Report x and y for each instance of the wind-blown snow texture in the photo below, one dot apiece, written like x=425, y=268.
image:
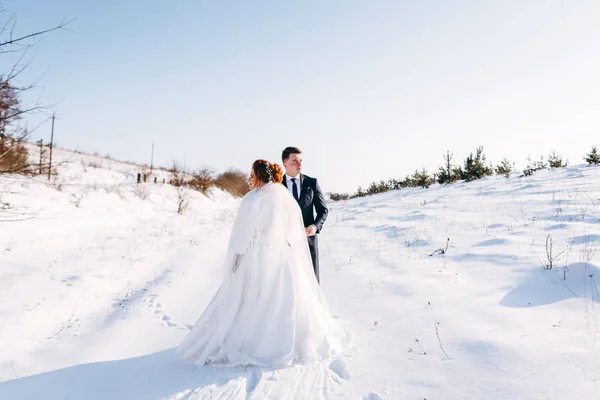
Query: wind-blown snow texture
x=100, y=279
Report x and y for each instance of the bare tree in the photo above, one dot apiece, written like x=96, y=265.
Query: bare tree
x=13, y=155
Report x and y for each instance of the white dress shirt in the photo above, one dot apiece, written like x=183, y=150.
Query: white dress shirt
x=290, y=184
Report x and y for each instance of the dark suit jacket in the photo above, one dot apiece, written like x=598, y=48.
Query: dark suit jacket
x=311, y=201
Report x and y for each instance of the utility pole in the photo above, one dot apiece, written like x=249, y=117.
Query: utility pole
x=41, y=153
x=152, y=159
x=51, y=144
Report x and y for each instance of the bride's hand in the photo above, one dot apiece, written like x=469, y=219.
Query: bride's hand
x=237, y=258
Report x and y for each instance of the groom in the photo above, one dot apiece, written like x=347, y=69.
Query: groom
x=308, y=194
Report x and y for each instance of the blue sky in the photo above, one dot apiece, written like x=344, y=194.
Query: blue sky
x=368, y=89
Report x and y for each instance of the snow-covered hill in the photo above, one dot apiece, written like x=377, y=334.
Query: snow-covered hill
x=100, y=280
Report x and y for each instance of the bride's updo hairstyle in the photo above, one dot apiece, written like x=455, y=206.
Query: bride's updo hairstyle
x=266, y=172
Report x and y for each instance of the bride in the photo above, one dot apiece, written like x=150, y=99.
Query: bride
x=269, y=310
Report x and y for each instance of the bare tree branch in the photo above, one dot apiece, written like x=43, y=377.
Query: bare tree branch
x=14, y=41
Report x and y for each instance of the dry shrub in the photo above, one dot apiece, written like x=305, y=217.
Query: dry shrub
x=233, y=181
x=14, y=157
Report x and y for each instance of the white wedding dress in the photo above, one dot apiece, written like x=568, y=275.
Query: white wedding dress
x=270, y=311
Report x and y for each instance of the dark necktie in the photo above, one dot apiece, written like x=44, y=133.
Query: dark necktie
x=294, y=189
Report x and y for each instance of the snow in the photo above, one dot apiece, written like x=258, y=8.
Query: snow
x=100, y=279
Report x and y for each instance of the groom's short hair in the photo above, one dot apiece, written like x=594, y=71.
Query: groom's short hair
x=285, y=154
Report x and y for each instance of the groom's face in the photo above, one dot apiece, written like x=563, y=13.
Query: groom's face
x=293, y=165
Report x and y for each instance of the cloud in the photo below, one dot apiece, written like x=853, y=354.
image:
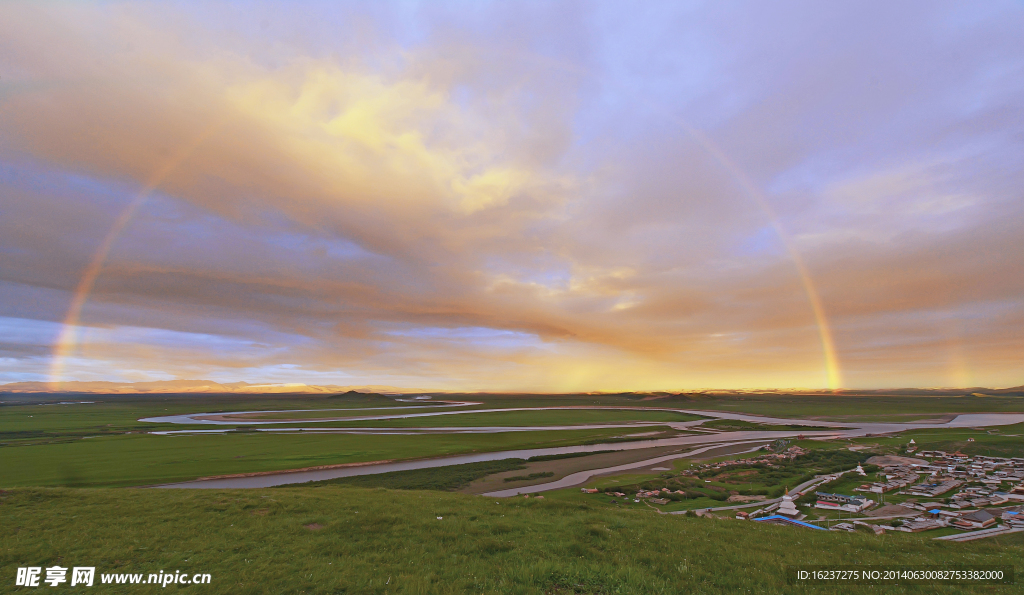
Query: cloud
x=433, y=196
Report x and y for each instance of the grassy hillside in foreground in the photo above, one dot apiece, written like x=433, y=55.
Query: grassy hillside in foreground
x=336, y=540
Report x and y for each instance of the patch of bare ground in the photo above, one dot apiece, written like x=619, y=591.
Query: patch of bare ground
x=563, y=467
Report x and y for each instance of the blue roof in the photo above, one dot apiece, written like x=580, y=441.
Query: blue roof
x=791, y=520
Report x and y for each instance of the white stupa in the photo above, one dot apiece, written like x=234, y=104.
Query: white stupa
x=787, y=508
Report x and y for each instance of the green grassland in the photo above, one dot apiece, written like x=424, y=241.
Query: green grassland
x=344, y=540
x=853, y=407
x=998, y=441
x=512, y=418
x=145, y=459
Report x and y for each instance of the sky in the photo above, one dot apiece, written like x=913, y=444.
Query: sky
x=513, y=196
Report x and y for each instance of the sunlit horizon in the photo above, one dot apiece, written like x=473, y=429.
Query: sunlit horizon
x=539, y=198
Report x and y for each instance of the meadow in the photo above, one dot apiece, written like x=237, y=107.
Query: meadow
x=346, y=540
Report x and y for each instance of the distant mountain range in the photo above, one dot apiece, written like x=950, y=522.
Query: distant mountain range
x=209, y=386
x=179, y=386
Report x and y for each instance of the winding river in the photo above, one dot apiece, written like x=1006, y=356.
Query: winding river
x=706, y=440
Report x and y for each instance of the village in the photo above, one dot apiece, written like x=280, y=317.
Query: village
x=968, y=497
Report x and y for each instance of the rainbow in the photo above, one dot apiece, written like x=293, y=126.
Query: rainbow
x=67, y=340
x=833, y=371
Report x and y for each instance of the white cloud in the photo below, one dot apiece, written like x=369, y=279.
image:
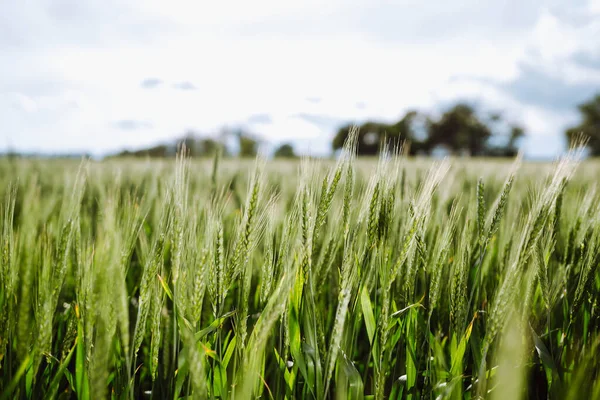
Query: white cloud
x=75, y=68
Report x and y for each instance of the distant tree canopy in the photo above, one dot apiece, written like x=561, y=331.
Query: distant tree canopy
x=459, y=130
x=284, y=151
x=197, y=146
x=589, y=126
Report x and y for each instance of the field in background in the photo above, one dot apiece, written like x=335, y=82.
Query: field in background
x=397, y=278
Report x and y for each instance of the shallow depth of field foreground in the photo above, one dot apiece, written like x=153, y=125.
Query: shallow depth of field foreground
x=388, y=279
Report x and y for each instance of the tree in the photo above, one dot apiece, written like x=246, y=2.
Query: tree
x=284, y=151
x=589, y=127
x=459, y=130
x=248, y=145
x=372, y=135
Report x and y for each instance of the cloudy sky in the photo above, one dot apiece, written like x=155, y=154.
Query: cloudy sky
x=98, y=76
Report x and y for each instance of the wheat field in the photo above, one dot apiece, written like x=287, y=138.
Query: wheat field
x=349, y=279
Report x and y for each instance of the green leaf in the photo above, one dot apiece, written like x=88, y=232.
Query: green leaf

■ Work required: Format every line of the records above as a JSON list of strings, one string per line, leaving out blank lines and the pictures.

■ Full answer:
[
  "Report x and y for each instance of the wind-blown snow texture in the photo below, one dot apiece, written like x=425, y=268.",
  "image:",
  "Query: wind-blown snow texture",
  "x=100, y=279",
  "Report x and y for each instance of the bare tree in the photo above, one dot apiece, written like x=96, y=265.",
  "Query: bare tree",
  "x=13, y=155",
  "Report x and y for each instance of the white dress shirt in the photo above, one dot apiece, written like x=183, y=150.",
  "Query: white dress shirt",
  "x=290, y=184",
  "Report x and y for each instance of the dark suit jacket in the photo above, one dot apiece, written like x=598, y=48.",
  "Query: dark suit jacket",
  "x=311, y=201",
  "Report x and y for each instance of the utility pole in the photo above, one dot apiece, written like x=249, y=117.",
  "Query: utility pole",
  "x=41, y=153",
  "x=152, y=159",
  "x=51, y=144",
  "Report x and y for each instance of the bride's hand in the photo above, one dot apiece, written like x=469, y=219.",
  "Query: bride's hand",
  "x=237, y=258",
  "Report x and y for each instance of the groom in the photo above, one dot apiece, written like x=347, y=69.",
  "Query: groom",
  "x=308, y=194",
  "Report x and y for each instance of the blue sky in the photo above, one dot apiece, written like x=344, y=194.",
  "Query: blue sky",
  "x=368, y=89",
  "Report x and y for each instance of the snow-covered hill in the photo above, one dot apiece, written like x=377, y=334.",
  "Query: snow-covered hill",
  "x=100, y=280",
  "Report x and y for each instance of the bride's updo hairstyle in the photo above, one dot apiece, written like x=455, y=206.",
  "Query: bride's updo hairstyle",
  "x=266, y=172",
  "Report x and y for each instance of the bride in the photo above, one dot apiece, written like x=150, y=99.",
  "Query: bride",
  "x=269, y=310",
  "Report x and y for each instance of the bare tree branch in the photo above, one dot apiece, written like x=43, y=377.",
  "Query: bare tree branch",
  "x=14, y=41",
  "Report x and y for each instance of the dry shrub in the photo above, one dot apiece, written like x=305, y=217.",
  "Query: dry shrub",
  "x=233, y=181",
  "x=14, y=157",
  "Report x and y for each instance of the white wedding dress in the photo above, one dot apiece, written like x=568, y=275.",
  "Query: white wedding dress",
  "x=270, y=311",
  "Report x and y for each instance of the dark necktie in the photo above, one dot apiece, written like x=44, y=133.",
  "Query: dark necktie",
  "x=294, y=189",
  "Report x and y for each instance of the snow in the photo above, one dot apiece, written like x=258, y=8.",
  "Query: snow",
  "x=100, y=279",
  "Report x and y for each instance of the groom's short hair in the photo above, one dot apiece, written like x=594, y=71.",
  "Query: groom's short hair",
  "x=285, y=154",
  "Report x and y for each instance of the groom's face in the photo above, one dot apiece, written like x=563, y=13.",
  "Query: groom's face",
  "x=293, y=165",
  "Report x and y for each instance of the cloud in the photo below, one dot apiece, written like x=853, y=354.",
  "image:",
  "Query: cloud",
  "x=433, y=196",
  "Report x and y for each instance of the grassy hillside in foreground in the photo above, one dot apiece, written like x=433, y=55.",
  "Query: grassy hillside in foreground",
  "x=336, y=540",
  "Report x and y for each instance of the patch of bare ground in the photo above, one dot apiece, written like x=619, y=591.",
  "Query: patch of bare ground",
  "x=563, y=467",
  "Report x and y for each instance of the blue roof in the photo above, one dot apiece, written like x=580, y=441.",
  "Query: blue roof",
  "x=791, y=520",
  "Report x and y for each instance of the white stupa in the photo above, one dot apiece, written like x=234, y=104.",
  "Query: white stupa",
  "x=787, y=508",
  "Report x and y for each instance of the green grassland in the photo above, one dot apiece, written like x=424, y=241.",
  "Query: green grassland",
  "x=344, y=540",
  "x=853, y=407",
  "x=998, y=441",
  "x=512, y=418",
  "x=145, y=459",
  "Report x and y for each instance of the sky in the photo above, one dot apiece, written like x=913, y=444.",
  "Query: sky",
  "x=513, y=196",
  "Report x and y for each instance of the sunlit horizon in the photo above, one dot apiece, written like x=473, y=429.",
  "Query: sunlit horizon",
  "x=539, y=198",
  "Report x and y for each instance of the meadow in the photo above, one dot apiece, written like x=237, y=107.",
  "Query: meadow",
  "x=346, y=540",
  "Report x and y for each instance of the distant mountain range in the photo above, one dot apiece, written like x=950, y=522.",
  "Query: distant mountain range",
  "x=209, y=386",
  "x=179, y=386",
  "Report x and y for each instance of the winding river in the photo above, one dot apiece, written like x=1006, y=356.",
  "Query: winding river",
  "x=706, y=440",
  "Report x and y for each instance of the village in the photo above, one dot apiece, written like x=280, y=317.",
  "Query: village",
  "x=968, y=497",
  "Report x and y for each instance of the rainbow in the photo above, one dot apiece, written like x=293, y=126.",
  "Query: rainbow",
  "x=67, y=340",
  "x=833, y=371",
  "Report x and y for each instance of the white cloud in the photo below, one dot apiece, written like x=369, y=279.",
  "image:",
  "Query: white cloud",
  "x=75, y=68",
  "Report x and y for each instance of the distant tree canopy in the photo above, one dot apiece, written like x=561, y=331.",
  "Query: distant tree canopy",
  "x=459, y=130",
  "x=284, y=151",
  "x=197, y=146",
  "x=589, y=126",
  "Report x and y for each instance of the field in background in the photo above, one dot apiece, written like x=335, y=82.",
  "Query: field in background",
  "x=397, y=278",
  "Report x and y for each instance of the shallow depth of field foreground in the photo above, one dot apiece, written like x=153, y=125.",
  "Query: shallow depth of field foreground",
  "x=388, y=279",
  "Report x and y for each instance of the tree in the photo above, one dot apiece, written like x=246, y=2.",
  "Query: tree",
  "x=284, y=151",
  "x=589, y=127",
  "x=459, y=130",
  "x=248, y=145",
  "x=372, y=135",
  "Report x and y for each instance of the cloudy sky in the photo above, one dot apiece, written like x=155, y=154.",
  "Query: cloudy sky",
  "x=98, y=76",
  "Report x and y for each instance of the wheat field in the photo above, one dot apiece, written like x=287, y=138.",
  "Query: wheat field",
  "x=349, y=279",
  "Report x and y for each instance of the green leaf in the photo above, one dot apiece, written like x=88, y=232.",
  "Query: green leaf"
]